Start of Block

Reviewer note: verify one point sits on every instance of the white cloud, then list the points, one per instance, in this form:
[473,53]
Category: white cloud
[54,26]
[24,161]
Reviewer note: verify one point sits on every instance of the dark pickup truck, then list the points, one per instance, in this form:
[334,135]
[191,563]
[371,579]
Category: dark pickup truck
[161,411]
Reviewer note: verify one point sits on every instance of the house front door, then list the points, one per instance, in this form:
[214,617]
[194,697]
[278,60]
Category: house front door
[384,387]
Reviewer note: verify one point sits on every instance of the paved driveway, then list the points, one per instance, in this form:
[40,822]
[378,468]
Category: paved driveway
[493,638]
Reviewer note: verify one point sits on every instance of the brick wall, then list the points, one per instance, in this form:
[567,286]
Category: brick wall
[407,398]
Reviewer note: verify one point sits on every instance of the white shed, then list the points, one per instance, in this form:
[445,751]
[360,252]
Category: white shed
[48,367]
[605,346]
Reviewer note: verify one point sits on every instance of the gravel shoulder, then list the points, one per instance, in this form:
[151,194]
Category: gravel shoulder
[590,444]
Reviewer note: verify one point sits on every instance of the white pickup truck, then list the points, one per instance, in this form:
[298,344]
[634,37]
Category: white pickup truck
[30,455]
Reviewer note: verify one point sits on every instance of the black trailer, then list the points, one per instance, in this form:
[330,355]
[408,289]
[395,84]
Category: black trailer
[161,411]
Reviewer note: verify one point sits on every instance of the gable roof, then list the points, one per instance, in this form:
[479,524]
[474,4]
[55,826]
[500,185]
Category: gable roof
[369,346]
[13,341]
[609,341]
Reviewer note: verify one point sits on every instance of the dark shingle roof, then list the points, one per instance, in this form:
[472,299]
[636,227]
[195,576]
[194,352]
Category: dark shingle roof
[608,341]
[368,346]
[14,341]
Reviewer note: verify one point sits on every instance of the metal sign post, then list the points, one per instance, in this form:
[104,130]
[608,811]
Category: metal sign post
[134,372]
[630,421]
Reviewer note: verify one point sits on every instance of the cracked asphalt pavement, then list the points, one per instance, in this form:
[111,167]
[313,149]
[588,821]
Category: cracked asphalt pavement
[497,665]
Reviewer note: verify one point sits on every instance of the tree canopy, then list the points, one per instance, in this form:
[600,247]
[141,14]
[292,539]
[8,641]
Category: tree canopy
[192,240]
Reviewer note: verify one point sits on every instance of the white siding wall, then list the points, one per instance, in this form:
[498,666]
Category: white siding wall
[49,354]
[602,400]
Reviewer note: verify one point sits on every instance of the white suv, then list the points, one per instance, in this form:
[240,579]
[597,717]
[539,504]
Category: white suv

End of Block

Could you transcribe all of the entries exactly, leaving nothing out?

ANSWER TO THIS TASK.
Reviewer note: verify one point sits on every instance of the white cloud, then list the points, one per instance, in this form:
[473,53]
Category: white cloud
[54,26]
[24,161]
Reviewer note: verify one point sits on every instance of the dark pickup truck, then list the points, one per instance, in this form:
[334,135]
[191,563]
[371,579]
Category: dark pickup truck
[161,411]
Reviewer note: verify one point sits on every instance of the house front door, then list the points, one per instance, in this form:
[214,617]
[194,697]
[278,60]
Category: house front door
[384,387]
Reviewer note: verify one point sits on every instance of the paved driveway, then list the points, one per instance, in this form:
[40,822]
[378,468]
Category: paved driveway
[493,638]
Reviewer note: verify one point sits on every instance of the brick wall, then list the points, one per instance, in this form:
[567,286]
Category: brick wall
[407,398]
Reviewer note: verify one point sits on every instance of the white shed, then list the points, one per instance, in this form:
[445,751]
[360,252]
Category: white shed
[48,367]
[605,346]
Reviewer note: verify one point sits on every instance of the gravel shoulder, then list the points, one per instance, in this form:
[151,194]
Category: gravel shoulder
[590,444]
Reviewer note: verify one point sits on every instance of the white pickup truck, then list the points, one per instance, in this form:
[298,344]
[634,37]
Category: white pickup truck
[30,455]
Reviewer note: verify one point sits on every instance of the black trailer, then list the points, one per instance, in this form:
[330,355]
[408,289]
[395,84]
Category: black trailer
[161,411]
Reviewer note: verify one point sits on every instance of the gable roof, then list the points, one per instance, in this form:
[479,524]
[474,4]
[55,826]
[500,185]
Category: gable roof
[369,346]
[13,341]
[609,341]
Reviewer note: verify one point sits on every instance of the dark shingle roof, then list the points, one per instance, in this form:
[472,299]
[636,227]
[195,576]
[194,352]
Category: dark shingle roof
[608,341]
[368,346]
[14,341]
Reviewer note: verify one point sits on every instance of the metal sign post, then list the points, one per instance, in this form:
[104,130]
[608,811]
Category: metal sign post
[134,372]
[630,421]
Reviewer note: verify one point sits on every instance of the cracked asphalt pavement, then list the points, one per instance, in this form:
[111,167]
[313,149]
[588,821]
Category: cracked asphalt pavement
[497,665]
Reviewer note: verify one point sits on every instance of the tree canopy, then list the points, one per instance, in this form:
[600,247]
[141,14]
[292,539]
[8,641]
Category: tree canopy
[192,240]
Reviewer note: verify one point sits on every instance of the white siding wall, then list the points, one per instance, in this form:
[498,666]
Category: white siding wall
[49,354]
[602,400]
Reviewer note: verify one point sits on every instance of the white suv, then list the points, one per instance, in this form:
[240,579]
[597,717]
[539,504]
Category: white suv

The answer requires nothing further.